TASK DESCRIPTION. In the excerpt on arbitration agreements, which firm does the text say Crafton formed along with others?

EXCERPT TO READ.
See also, Dunmire v. Schneider, 481 F.3d 465, 467 (7th Cir. 2007) ("[t]o the extent that there is any doubt about this, courts regularly treat employees as third-party beneficiaries of arbitration clauses such as this"); Pritzker v. Merrill Lynch, Pierce, Fenner & Smith, 7 F.3d 1110, 1121-22 (3rd Cir. 1993) (signatories must arbitrate claims against nonsignatory stockbroker of brokerage firm); Trott v. Paciolla, 748 F.Supp. 305, 309 (E.D. Pa. 1990) ("Merrill Lynch can only act through its employees and an arbitration agreement would be of little practical value if it did not extend to employees."); Scher v. Bear Stearns & Co., Inc., 723 F.Supp. 211, 216-17 (S.D.N.Y. 1989) ("weight of the precedents" is "overwhelming" that plaintiffs cannot evade arbitration agreement with brokerage firm by suing broker individually).
California law supports Crafton's position. In Thomas v. Westlake, 204 Cal. App. 4th 605, 614-15 (2012) the court stated that "a plaintiff's allegations of an agency relationship among defendants is sufficient to allow the alleged agents to invoke the benefit of an arbitration agreement executed by their principal even though the agents are not parties to the agreement." Under California law, the exceptions to the general rule that one must be a party to an arbitration agreement to invoke it or be bound by it "generally are based on the existence of a relationship between the nonsignatory and the signatory, such as principal and agent or employer and employee, where a sufficient 'identity of interest' exists between them." Jones v. Jacobson, 195 Cal. App. 4th 1 at 18 n.9 (2011); Westra v. Marcus & Millichap Real Estate Inv. Brokerage Co., Inc., 129 Cal. App. 4th 759, 766 (2005) (" the existence of an agency or similar relationship between the nonsignatory and one of the parties to the arbitration agreement" is sufficient to permit nonsignatory to invoke agreement); Dryer v. Los Angeles Rams, (1985) 40 Cal. 3d 406, 418 (1985) (agents of corporate defendant, a signatory to arbitration agreement, could invoke the arbitration clause as to claims arising out of arbitration agreement, even though they were not signatories to contract).
In Plaintiffs' Second Amended Complaint, the Kassells alleged that Crafton "under the supervision and control of employers and principals, invested and maintained the Kassells' money in high-risk asset classes completely unsuitable for persons with the Kassells' income and assets." Second Amended Complaint (Dkt. No. 17) at p. 4. In various other places in that complaint, the Kassells allege that Crafton worked as an agent for the SunTrust Defendants. Id. at 1, 18-19. No one disputes that Crafton, along with others, had formed Martin Kelly Capital Management, and was subsequently an employee of Bank. As an agent of Bank and of Martin Kelly, Crafton can take advantage of the Arbitration Provision of the MKCM Agreement under California law.

[Entries from a point annotation set]
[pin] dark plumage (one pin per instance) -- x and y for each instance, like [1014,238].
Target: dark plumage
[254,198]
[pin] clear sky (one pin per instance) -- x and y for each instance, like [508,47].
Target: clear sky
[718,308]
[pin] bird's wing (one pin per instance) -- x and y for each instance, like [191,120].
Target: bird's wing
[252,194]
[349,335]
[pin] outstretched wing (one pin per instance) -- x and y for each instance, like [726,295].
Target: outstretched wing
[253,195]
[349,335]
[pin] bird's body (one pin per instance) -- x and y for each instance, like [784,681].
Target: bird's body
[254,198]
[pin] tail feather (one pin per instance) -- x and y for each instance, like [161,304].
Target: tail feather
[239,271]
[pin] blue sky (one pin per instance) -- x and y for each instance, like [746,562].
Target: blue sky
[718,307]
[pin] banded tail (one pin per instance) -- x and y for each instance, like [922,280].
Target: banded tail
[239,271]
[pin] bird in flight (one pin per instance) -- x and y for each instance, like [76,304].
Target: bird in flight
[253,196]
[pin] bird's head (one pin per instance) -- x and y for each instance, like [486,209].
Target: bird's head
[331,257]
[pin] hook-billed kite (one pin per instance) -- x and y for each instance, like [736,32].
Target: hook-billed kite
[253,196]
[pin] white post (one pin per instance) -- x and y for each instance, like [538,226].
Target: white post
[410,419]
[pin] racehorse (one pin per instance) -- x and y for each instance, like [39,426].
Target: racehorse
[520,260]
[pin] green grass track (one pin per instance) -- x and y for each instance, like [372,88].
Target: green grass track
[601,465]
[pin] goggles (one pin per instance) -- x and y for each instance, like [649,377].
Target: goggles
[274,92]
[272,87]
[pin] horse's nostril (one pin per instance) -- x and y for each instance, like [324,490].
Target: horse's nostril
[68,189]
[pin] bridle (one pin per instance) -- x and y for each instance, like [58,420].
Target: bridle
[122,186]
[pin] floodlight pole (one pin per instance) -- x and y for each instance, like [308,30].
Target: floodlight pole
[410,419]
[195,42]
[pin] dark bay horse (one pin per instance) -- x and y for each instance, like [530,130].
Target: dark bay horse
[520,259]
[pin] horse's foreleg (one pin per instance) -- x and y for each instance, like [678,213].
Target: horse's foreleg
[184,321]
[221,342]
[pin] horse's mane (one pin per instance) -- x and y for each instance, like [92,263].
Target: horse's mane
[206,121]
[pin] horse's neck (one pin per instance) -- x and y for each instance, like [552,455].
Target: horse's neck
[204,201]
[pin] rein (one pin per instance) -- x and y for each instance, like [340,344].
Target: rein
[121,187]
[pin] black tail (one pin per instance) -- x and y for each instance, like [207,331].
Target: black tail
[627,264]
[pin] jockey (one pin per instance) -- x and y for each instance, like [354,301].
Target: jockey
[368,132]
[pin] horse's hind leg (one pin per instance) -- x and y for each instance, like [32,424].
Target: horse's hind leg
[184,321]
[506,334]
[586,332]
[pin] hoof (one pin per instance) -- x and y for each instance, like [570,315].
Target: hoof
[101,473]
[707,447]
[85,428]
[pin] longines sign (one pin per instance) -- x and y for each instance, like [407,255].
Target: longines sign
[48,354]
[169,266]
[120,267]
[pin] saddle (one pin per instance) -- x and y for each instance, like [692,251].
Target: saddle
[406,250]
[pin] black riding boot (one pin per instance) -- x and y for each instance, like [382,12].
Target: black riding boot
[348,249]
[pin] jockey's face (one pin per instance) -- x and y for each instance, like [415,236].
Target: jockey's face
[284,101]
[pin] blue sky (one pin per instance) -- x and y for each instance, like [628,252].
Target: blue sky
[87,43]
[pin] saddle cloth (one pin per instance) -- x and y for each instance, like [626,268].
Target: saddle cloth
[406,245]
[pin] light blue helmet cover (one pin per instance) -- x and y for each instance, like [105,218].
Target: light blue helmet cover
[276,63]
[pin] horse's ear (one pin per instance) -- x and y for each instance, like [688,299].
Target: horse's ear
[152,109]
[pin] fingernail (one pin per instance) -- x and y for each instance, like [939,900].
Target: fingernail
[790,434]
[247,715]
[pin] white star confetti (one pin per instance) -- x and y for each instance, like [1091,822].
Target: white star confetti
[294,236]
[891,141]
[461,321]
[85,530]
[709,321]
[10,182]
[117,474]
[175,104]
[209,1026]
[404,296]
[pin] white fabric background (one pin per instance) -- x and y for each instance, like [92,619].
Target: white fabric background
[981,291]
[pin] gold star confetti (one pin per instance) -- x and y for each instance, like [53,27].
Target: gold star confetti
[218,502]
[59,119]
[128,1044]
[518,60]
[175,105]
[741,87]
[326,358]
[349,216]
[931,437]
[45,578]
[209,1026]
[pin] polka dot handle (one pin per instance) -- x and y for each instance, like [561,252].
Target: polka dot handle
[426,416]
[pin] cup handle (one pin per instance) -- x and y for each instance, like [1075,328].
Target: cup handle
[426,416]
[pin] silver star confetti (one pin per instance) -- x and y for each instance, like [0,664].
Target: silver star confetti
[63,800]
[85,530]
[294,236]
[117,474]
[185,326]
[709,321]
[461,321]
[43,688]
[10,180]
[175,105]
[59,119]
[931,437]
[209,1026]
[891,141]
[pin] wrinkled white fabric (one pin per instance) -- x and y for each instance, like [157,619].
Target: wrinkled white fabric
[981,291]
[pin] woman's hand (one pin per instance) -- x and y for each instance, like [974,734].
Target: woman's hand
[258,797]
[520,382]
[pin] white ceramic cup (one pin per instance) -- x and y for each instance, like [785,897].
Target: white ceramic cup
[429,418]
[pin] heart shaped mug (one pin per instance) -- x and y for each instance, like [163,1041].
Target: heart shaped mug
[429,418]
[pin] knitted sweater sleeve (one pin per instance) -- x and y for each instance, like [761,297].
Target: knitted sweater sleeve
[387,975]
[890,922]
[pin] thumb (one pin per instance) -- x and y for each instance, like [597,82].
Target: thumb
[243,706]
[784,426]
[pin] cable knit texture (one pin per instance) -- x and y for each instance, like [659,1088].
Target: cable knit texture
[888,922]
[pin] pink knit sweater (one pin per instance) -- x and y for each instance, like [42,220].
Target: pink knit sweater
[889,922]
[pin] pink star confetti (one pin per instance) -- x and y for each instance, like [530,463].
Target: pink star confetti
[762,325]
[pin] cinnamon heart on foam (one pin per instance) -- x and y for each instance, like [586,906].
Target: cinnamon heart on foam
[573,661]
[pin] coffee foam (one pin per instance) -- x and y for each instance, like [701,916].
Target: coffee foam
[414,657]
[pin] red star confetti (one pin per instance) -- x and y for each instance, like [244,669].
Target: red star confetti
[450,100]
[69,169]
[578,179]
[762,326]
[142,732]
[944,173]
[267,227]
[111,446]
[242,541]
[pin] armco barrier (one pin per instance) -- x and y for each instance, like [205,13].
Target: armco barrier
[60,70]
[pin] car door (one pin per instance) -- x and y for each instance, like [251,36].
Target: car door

EXERCISE RESULT. Martin Kelly Capital Management